** Tasks to carry out **
**A.** Say whether each statement agrees with the GPU quiz page, answering yes or no and quoting the deciding words: (i) in an NVIDIA GPU, groups of 32 threads execute the same instruction at once on different data; (ii) a score of 70% is needed to pass; (iii) GPU cores are out-of-order processors.
**B.** Reproduce word for word everything in the GPU quiz page from "# This is a" down to "Instruction, Multiple Data)".

💡

Exercise 5

🌌 Quiz: The GPU Universe 20 XP Easy

Ctrl+Enter Run Ctrl+S Save

🏆 Chapter 1 Quiz — GPU Universe Mastery Check!

15 carefully researched questions covering GPU architecture, CUDA fundamentals, and parallel computing concepts. These are the exact topics asked in NVIDIA, Google, Meta, and AI company interviews. Score 60% or higher to pass!

📋 Instructions

Answer all 15 questions. Review the explanations after submitting to solidify your understanding! Each question tests a key concept that interview panels look for.

Focus on GPU vs CPU differences, SIMT execution model, and CUDA toolkit components.

⚠️ Try solving it yourself first — you'll learn more!

# This is a quiz exercise - use the MCQ interface above!

🧠 Quiz Time

0 / 15 answered

What execution model does an NVIDIA GPU use?

A. MIMD (Multiple Instruction, Multiple Data)

B. SISD (Single Instruction, Single Data)

C. SIMT (Single Instruction, Multiple Threads)

D. MISD (Multiple Instruction, Single Data)

NVIDIA GPUs use the SIMT (Single Instruction, Multiple Threads) execution model. Groups of 32 threads called 'warps' execute the same instruction simultaneously on different data. SIMT is NVIDIA's evolution of SIMD — it adds independent thread scheduling and divergence handling. CPUs typically use MIMD. This is one of the most common NVIDIA interview questions!

A modern NVIDIA GPU (e.g., H100) has ~18,000 CUDA cores, while a high-end CPU (e.g., Intel i9) has ~24 cores. Why can't the GPU simply replace the CPU?

A. GPU cores are fully general-purpose and can do everything CPU cores do

B. GPU cores are simple in-order processors optimized for throughput, not complex branching or serial logic that CPUs excel at

C. GPUs lack memory so they cannot run programs

D. CPUs are always faster than GPUs at everything

GPU cores (CUDA cores / Streaming Processors) are lightweight, in-order ALUs optimized for massive parallelism and throughput. CPU cores are heavyweight out-of-order processors with deep pipelines, branch prediction, and speculative execution — ideal for complex serial workloads. Each is designed for a different type of computation. This GPU vs CPU tradeoff is fundamental to heterogeneous computing.

What does CUDA stand for?

** Information provided **
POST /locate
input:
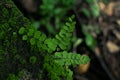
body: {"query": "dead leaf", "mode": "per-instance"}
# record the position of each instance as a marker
(118, 22)
(117, 34)
(112, 47)
(83, 68)
(107, 9)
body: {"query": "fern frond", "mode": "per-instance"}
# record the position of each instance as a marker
(65, 58)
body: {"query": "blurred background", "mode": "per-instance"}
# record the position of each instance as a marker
(97, 32)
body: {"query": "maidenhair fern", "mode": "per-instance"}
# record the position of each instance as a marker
(25, 48)
(56, 64)
(65, 58)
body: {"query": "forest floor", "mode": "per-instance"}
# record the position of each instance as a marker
(105, 58)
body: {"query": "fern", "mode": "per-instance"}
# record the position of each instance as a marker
(65, 58)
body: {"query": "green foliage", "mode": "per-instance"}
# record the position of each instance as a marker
(27, 53)
(55, 12)
(89, 39)
(12, 77)
(64, 58)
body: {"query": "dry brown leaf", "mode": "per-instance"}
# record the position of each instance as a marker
(117, 34)
(83, 68)
(112, 47)
(118, 22)
(107, 9)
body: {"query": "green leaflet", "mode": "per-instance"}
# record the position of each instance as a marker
(65, 58)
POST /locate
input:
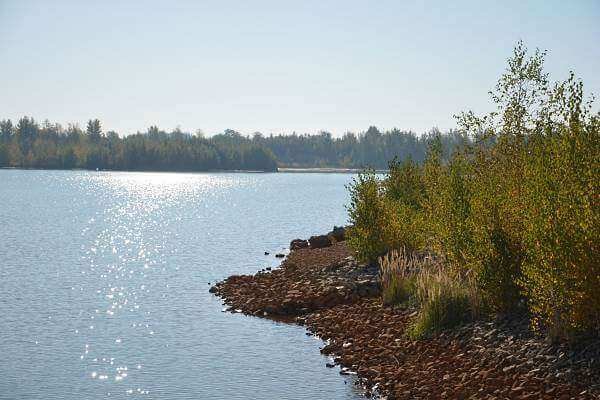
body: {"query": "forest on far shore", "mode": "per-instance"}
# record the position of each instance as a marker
(46, 145)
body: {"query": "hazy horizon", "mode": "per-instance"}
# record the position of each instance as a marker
(274, 67)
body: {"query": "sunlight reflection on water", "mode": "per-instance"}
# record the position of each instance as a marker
(105, 275)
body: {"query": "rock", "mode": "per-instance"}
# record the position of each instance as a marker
(338, 233)
(319, 241)
(298, 244)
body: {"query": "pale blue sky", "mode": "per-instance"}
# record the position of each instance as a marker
(277, 66)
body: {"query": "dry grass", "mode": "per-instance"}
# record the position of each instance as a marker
(445, 299)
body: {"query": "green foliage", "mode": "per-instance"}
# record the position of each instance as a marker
(367, 213)
(30, 145)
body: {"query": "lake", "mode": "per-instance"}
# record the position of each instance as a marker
(104, 284)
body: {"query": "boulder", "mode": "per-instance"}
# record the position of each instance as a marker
(319, 241)
(298, 244)
(338, 233)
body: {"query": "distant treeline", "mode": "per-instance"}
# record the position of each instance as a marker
(29, 144)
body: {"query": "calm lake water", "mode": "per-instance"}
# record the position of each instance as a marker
(104, 285)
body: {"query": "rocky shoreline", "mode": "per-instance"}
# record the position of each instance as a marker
(320, 285)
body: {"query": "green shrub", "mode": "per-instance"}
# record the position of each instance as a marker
(562, 267)
(446, 301)
(367, 214)
(515, 216)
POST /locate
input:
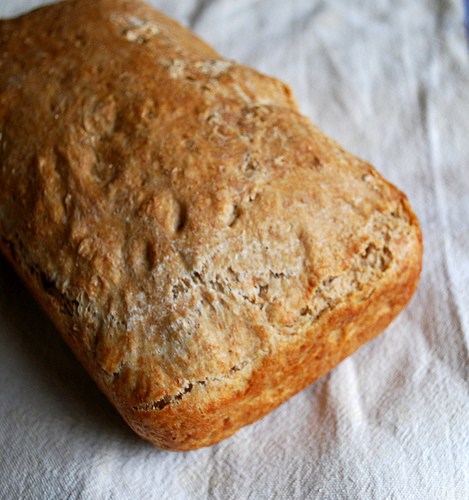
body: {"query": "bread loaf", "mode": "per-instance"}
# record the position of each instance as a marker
(203, 248)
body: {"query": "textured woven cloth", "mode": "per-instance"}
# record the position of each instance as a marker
(390, 81)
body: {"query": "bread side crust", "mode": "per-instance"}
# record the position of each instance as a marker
(203, 293)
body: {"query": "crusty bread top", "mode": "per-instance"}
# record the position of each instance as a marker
(178, 205)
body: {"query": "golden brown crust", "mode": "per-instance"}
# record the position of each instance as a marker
(202, 247)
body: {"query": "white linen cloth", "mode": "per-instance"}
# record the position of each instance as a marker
(390, 81)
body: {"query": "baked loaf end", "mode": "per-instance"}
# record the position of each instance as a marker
(202, 247)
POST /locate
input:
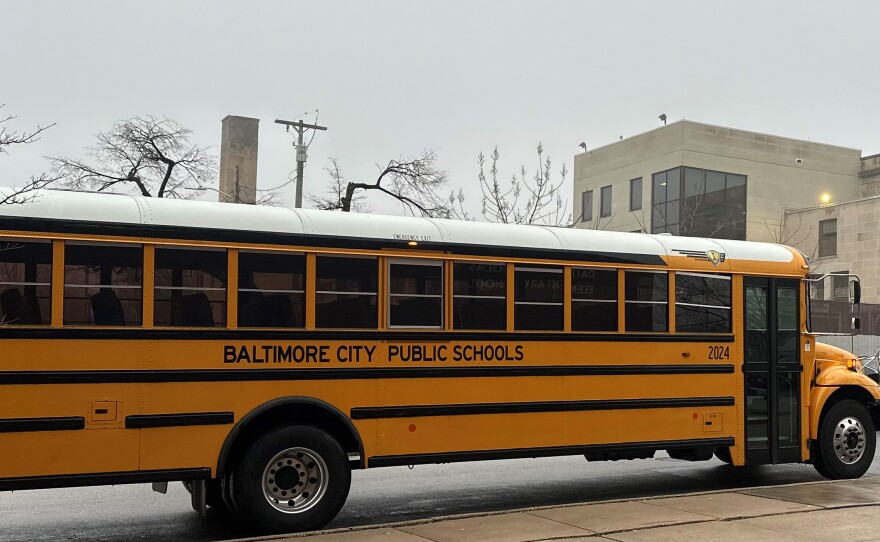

** Expected responses **
**A.**
(i) Yes: "Groups of 32 threads called 'warps' execute the same instruction simultaneously on different data."
(ii) No: "Score 60% or higher to pass!"
(iii) No: "GPU cores (CUDA cores / Streaming Processors) are lightweight, in-order ALUs optimized for massive parallelism and throughput."

**B.**
# This is a quiz exercise - use the MCQ interface above!

🧠 Quiz Time

0 / 15 answered

What execution model does an NVIDIA GPU use?

A. MIMD (Multiple Instruction, Multiple Data)